TASK PROMPT:
Rewrite the material below with every "Locate" replaced by "Find" and everything else left the same. Leave the pictures out of your copy.

==== DATA ROWS

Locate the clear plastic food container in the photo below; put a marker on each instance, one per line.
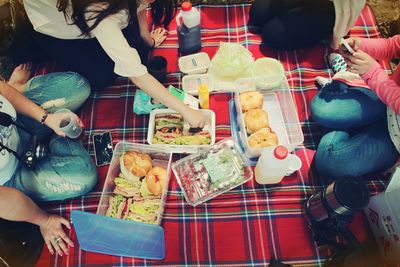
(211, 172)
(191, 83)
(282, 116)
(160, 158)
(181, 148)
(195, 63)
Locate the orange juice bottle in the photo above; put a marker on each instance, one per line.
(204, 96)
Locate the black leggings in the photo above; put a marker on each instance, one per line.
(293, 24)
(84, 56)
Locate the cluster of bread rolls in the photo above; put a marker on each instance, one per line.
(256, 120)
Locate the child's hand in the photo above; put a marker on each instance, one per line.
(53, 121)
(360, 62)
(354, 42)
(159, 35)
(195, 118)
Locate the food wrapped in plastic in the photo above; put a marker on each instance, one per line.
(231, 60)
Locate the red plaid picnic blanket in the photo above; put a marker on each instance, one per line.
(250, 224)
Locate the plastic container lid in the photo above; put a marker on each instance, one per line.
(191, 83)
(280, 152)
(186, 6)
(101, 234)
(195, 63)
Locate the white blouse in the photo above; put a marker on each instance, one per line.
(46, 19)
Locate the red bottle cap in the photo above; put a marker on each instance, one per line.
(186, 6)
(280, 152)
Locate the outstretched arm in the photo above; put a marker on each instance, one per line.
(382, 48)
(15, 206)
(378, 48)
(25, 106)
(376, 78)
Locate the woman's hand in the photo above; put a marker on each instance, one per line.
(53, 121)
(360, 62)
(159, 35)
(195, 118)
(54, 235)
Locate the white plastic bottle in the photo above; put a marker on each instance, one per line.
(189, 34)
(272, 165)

========

RESPONSE TO THIS TASK:
Find the clear plastic food container in the photo below; put a marker on each instance, one per line.
(211, 172)
(191, 83)
(282, 116)
(160, 158)
(181, 148)
(195, 63)
Find the orange juice bottle in the photo above; put a marker on each instance, one per line.
(204, 96)
Find the black leggings in the photo above; put a marker on each instance, one per line.
(293, 24)
(84, 56)
Find the cluster of bread rolls in the photo above; put a marker on each instance, one per line.
(256, 120)
Find the child's hand in the photo above; put a marker on each instance, one per line.
(53, 121)
(360, 62)
(354, 42)
(159, 35)
(195, 118)
Find the food wrapped in plastic in the photo above; put a marker on each instance, one per line.
(231, 60)
Find the red plaid picnic blanket in the photo above; put a marker on each instance, one per line.
(250, 224)
Find the plastic container lid in the photo above; put a marker on each instance, one per line.
(191, 83)
(280, 152)
(186, 6)
(101, 234)
(195, 63)
Find the white blouse in the photo above; put a marker on each instance, one per line.
(46, 19)
Find the red bottle cap in the photo above; put a marker on each instance, one per line.
(186, 6)
(280, 152)
Find the outstretched arm in the photo above; put a marker on each instance, one per line.
(382, 48)
(15, 206)
(378, 48)
(25, 106)
(376, 78)
Find the woman's hand in the photo above; put a marker on each instance, one per line.
(53, 121)
(360, 62)
(159, 35)
(195, 118)
(54, 235)
Find the white plastic bottle in the photo above; put a marker on each instance, one per line.
(189, 34)
(272, 165)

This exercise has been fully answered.